Apropos Quote: The most formidable weapon against errors of every kind is reason. - Thomas Paine

This article by Terrance Heath of OurFuture.org cuts to the chase and explains the cold, ignorant mindset of conservatives who think people who inherited millions or billions of dollars should get a break while those who lost their jobs at no fault of their own and cannot find work (notably 99ers) don't deserve a thing. He writes:

It has been said before — recently, even — but it bears saying again and again, as any truth does. Conservatives have finally, and completely, abandoned compassion. Progressives spent much of the previous decade declaring the "compassionate conservatism" of the Bush era a cruel joke. Policy gestures in that vein were seldom backed with the money to make them work. And there there was Bush administration's cruel habit of praising successful programs only to have his administration recommend devastating cuts to the same programs — often as the president's praise was still ringing in the air.

In her 2003 column, "The Uncompassionate Conservative," Molly Ivins cited as an example of the above  President George W. Bush's praise of the Low Income Home Energy Assistance Program [LIHEAP] — which helps low income families heat their homes in the winter — during a presidential debate in 2000, only to turn around and cut $300 million from the program in his first budget as president — even as people were freezing to death. Ivins attributes this to a kind of pathological cluelessness on the part of Bush and his "compassionate conservatism."

• _Entries provided_:
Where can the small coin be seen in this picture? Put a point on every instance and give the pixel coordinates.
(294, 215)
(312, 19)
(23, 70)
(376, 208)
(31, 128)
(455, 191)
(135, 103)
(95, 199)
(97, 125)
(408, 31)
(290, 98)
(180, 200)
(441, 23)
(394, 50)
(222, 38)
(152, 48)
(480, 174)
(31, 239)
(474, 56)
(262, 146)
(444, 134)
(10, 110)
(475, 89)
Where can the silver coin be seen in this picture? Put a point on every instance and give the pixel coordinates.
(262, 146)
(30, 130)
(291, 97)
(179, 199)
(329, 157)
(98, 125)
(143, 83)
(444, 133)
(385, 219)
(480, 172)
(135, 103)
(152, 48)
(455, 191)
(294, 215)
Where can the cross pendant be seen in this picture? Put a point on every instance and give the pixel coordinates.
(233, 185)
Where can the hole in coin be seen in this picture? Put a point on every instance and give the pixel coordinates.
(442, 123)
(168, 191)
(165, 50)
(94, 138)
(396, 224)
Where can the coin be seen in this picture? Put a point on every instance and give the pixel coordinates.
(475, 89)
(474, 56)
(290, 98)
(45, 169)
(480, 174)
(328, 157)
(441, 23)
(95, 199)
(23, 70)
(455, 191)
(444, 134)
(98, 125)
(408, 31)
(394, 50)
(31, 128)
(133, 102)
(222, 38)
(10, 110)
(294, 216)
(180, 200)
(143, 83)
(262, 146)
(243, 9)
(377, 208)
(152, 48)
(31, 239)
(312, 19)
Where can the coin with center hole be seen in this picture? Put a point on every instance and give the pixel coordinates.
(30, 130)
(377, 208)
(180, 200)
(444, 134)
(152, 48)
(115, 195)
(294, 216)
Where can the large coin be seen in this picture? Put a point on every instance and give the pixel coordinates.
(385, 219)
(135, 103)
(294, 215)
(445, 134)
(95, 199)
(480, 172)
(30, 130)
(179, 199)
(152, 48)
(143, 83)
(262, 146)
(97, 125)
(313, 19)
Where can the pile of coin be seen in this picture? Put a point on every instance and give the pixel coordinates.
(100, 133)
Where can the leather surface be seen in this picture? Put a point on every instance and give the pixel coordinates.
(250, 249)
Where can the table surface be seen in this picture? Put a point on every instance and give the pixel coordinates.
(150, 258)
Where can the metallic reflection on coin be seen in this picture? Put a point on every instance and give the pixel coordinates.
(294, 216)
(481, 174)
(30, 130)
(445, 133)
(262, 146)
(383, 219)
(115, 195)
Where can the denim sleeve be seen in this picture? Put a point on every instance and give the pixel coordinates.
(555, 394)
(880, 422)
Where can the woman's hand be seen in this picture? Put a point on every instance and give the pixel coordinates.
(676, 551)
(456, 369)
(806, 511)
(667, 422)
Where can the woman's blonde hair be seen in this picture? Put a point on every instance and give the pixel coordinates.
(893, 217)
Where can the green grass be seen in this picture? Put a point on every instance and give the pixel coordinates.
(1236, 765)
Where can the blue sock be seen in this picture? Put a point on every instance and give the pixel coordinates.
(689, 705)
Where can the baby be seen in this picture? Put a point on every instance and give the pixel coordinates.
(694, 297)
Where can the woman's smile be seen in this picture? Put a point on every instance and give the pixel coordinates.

• _Problems_:
1. According to the article on compassionate conservatism, how much did President Bush cut from the Low Income Home Energy Assistance Program in his first budget?
2. Reproduce a passage from the article on compassionate conservatism, starting at the words "It has been" and ending after "in the air.".
3. Write the next part of the article on compassionate conservatism, starting after its final sentence.

• _Outputs_:
1. $300 million

2.
It has been said before — recently, even — but it bears saying again and again, as any truth does. Conservatives have finally, and completely, abandoned compassion. Progressives spent much of the previous decade declaring the "compassionate conservatism" of the Bush era a cruel joke. Policy gestures in that vein were seldom backed with the money to make them work. And there there was Bush administration's cruel habit of praising successful programs only to have his administration recommend devastating cuts to the same programs — often as the president's praise was still ringing in the air.

3.
The Reverend Jim Wallis, leader of Call to Renewal, a network of churches that fight poverty, told the New York Times that shortly after his election, Bush had said to him, "I don't understand how poor people think," and had described himself as a "white Republican guy who doesn't get it, but I'd like to." What's annoying about Bush is when this obtuseness, the blinkeredness of his life, weighs so heavily on others, as it has increasingly as he has acquired more power.

...What is the disconnect? One can see it from the other side -- people's lives are being horribly affected by the Bush administration's policies, but they make no connection between what happens to them and the decisions made in Washington. I think I understand why so many people who are getting screwed do not know who is screwing them. What I don't get is the disconnect at the top. Is it that Bush doesn't want to see? No one brought it to his attention? He doesn't care?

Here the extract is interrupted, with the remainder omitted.